- Requirements -
a: From the excerpt on setoff and oligopoly, pull out the passage that begins at the words "In some cases, the" and stops after "other Market participants.".
b: Answer these questions using the excerpt on setoff and oligopoly:
(i) What two other terms does it give for "Setoff"?
(ii) What dominates a market or industry described as an oligopoly?
(iii) What does strategic planning by oligopolists always involve?

- Text extract -
— Begin —

In some cases, the business relationship between Party A and Party B are such that they each are both debtor and creditor vis-à-vis the other party. In that case, if Party B fails to pay the amount due to Party A, then Party A can decide to "Setoff" (also called "offset" or compensate), and reduce the amount it owes to Party B, so as to be synthetically reimbursed of all or part of the amount owed.

Oligopoly

Oligopoly designates a Market or industry which is dominated by a small number of sellers (oligopolists). Since the number of participants is small, each oligopolist is aware of the actions of the others. As a consequence, decisions of one firm influence, and are influenced by the decisions of other firms. Strategic planning by oligopolists always involves taking into account the likely responses of the other Market participants.

— End —

- Excerpted records -
— Begin —

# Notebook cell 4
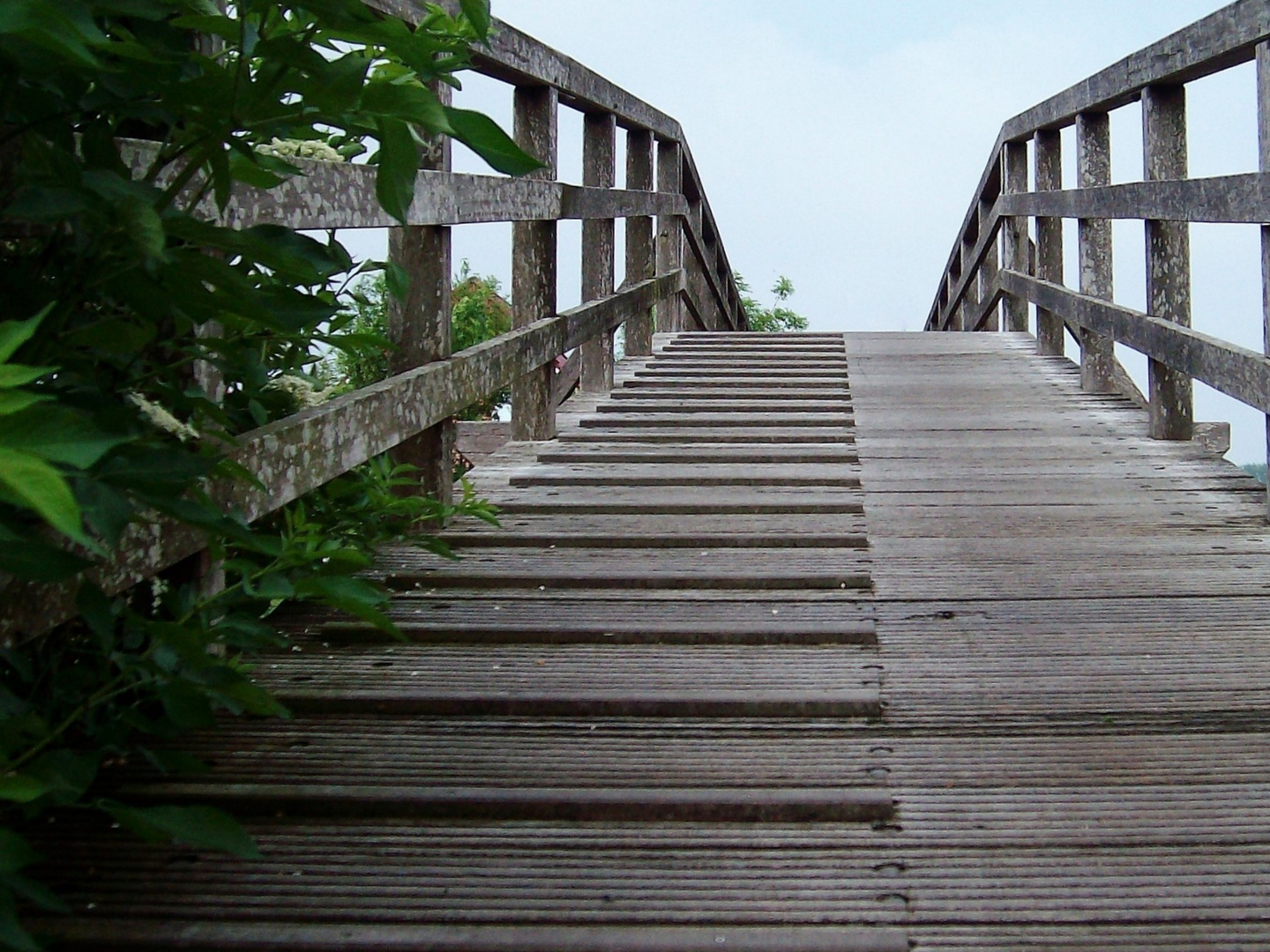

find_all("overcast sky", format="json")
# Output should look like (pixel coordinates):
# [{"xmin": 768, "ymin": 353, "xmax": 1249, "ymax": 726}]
[{"xmin": 346, "ymin": 0, "xmax": 1264, "ymax": 462}]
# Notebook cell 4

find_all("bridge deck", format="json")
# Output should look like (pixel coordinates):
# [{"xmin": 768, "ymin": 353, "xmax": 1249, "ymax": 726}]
[{"xmin": 32, "ymin": 334, "xmax": 1270, "ymax": 952}]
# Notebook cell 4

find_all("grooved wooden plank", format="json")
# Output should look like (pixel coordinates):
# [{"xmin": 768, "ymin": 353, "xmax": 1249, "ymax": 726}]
[
  {"xmin": 41, "ymin": 920, "xmax": 909, "ymax": 952},
  {"xmin": 119, "ymin": 781, "xmax": 894, "ymax": 822}
]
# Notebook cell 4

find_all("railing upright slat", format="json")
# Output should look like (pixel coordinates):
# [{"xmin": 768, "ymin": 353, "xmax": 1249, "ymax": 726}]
[
  {"xmin": 1258, "ymin": 41, "xmax": 1270, "ymax": 517},
  {"xmin": 656, "ymin": 139, "xmax": 684, "ymax": 332},
  {"xmin": 1002, "ymin": 142, "xmax": 1031, "ymax": 331},
  {"xmin": 624, "ymin": 130, "xmax": 655, "ymax": 357},
  {"xmin": 1142, "ymin": 86, "xmax": 1194, "ymax": 441},
  {"xmin": 387, "ymin": 84, "xmax": 455, "ymax": 504},
  {"xmin": 512, "ymin": 86, "xmax": 560, "ymax": 441},
  {"xmin": 1076, "ymin": 113, "xmax": 1117, "ymax": 393},
  {"xmin": 1033, "ymin": 130, "xmax": 1065, "ymax": 357},
  {"xmin": 579, "ymin": 113, "xmax": 617, "ymax": 393}
]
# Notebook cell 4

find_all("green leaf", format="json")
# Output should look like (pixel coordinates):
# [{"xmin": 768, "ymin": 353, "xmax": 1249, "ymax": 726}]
[
  {"xmin": 26, "ymin": 750, "xmax": 101, "ymax": 806},
  {"xmin": 0, "ymin": 390, "xmax": 52, "ymax": 416},
  {"xmin": 0, "ymin": 874, "xmax": 71, "ymax": 915},
  {"xmin": 362, "ymin": 83, "xmax": 451, "ymax": 132},
  {"xmin": 375, "ymin": 118, "xmax": 419, "ymax": 223},
  {"xmin": 459, "ymin": 0, "xmax": 490, "ymax": 40},
  {"xmin": 0, "ymin": 405, "xmax": 131, "ymax": 470},
  {"xmin": 118, "ymin": 199, "xmax": 168, "ymax": 260},
  {"xmin": 0, "ymin": 305, "xmax": 53, "ymax": 363},
  {"xmin": 0, "ymin": 363, "xmax": 57, "ymax": 387},
  {"xmin": 158, "ymin": 681, "xmax": 216, "ymax": 730},
  {"xmin": 0, "ymin": 539, "xmax": 93, "ymax": 582},
  {"xmin": 445, "ymin": 107, "xmax": 548, "ymax": 175},
  {"xmin": 0, "ymin": 773, "xmax": 49, "ymax": 804},
  {"xmin": 0, "ymin": 447, "xmax": 89, "ymax": 543},
  {"xmin": 0, "ymin": 828, "xmax": 41, "ymax": 874},
  {"xmin": 99, "ymin": 800, "xmax": 265, "ymax": 859}
]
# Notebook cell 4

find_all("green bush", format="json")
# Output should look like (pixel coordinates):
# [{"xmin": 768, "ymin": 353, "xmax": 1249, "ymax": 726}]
[
  {"xmin": 0, "ymin": 0, "xmax": 526, "ymax": 949},
  {"xmin": 736, "ymin": 274, "xmax": 808, "ymax": 334}
]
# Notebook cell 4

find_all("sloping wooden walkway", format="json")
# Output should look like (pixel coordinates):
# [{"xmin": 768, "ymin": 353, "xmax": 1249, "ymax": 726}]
[{"xmin": 29, "ymin": 334, "xmax": 1270, "ymax": 952}]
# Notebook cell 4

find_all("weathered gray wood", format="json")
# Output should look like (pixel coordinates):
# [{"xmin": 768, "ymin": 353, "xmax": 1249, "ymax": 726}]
[
  {"xmin": 1258, "ymin": 42, "xmax": 1270, "ymax": 519},
  {"xmin": 624, "ymin": 130, "xmax": 656, "ymax": 357},
  {"xmin": 999, "ymin": 171, "xmax": 1270, "ymax": 225},
  {"xmin": 387, "ymin": 84, "xmax": 455, "ymax": 505},
  {"xmin": 512, "ymin": 86, "xmax": 559, "ymax": 441},
  {"xmin": 1076, "ymin": 112, "xmax": 1117, "ymax": 393},
  {"xmin": 579, "ymin": 113, "xmax": 617, "ymax": 393},
  {"xmin": 1001, "ymin": 142, "xmax": 1031, "ymax": 331},
  {"xmin": 656, "ymin": 139, "xmax": 684, "ymax": 332},
  {"xmin": 1002, "ymin": 0, "xmax": 1270, "ymax": 139},
  {"xmin": 1001, "ymin": 271, "xmax": 1270, "ymax": 413},
  {"xmin": 1142, "ymin": 86, "xmax": 1194, "ymax": 441},
  {"xmin": 0, "ymin": 273, "xmax": 684, "ymax": 638},
  {"xmin": 1033, "ymin": 130, "xmax": 1063, "ymax": 357}
]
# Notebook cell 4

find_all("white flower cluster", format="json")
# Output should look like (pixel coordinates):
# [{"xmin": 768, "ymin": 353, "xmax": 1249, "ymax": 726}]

— End —

- Results by task -
a:
In some cases, the business relationship between Party A and Party B are such that they each are both debtor and creditor vis-à-vis the other party. In that case, if Party B fails to pay the amount due to Party A, then Party A can decide to "Setoff" (also called "offset" or compensate), and reduce the amount it owes to Party B, so as to be synthetically reimbursed of all or part of the amount owed.

Oligopoly

Oligopoly designates a Market or industry which is dominated by a small number of sellers (oligopolists). Since the number of participants is small, each oligopolist is aware of the actions of the others. As a consequence, decisions of one firm influence, and are influenced by the decisions of other firms. Strategic planning by oligopolists always involves taking into account the likely responses of the other Market participants.

b:
(i) "Offset" or compensate.
(ii) A small number of sellers (oligopolists).
(iii) Taking into account the likely responses of the other market participants.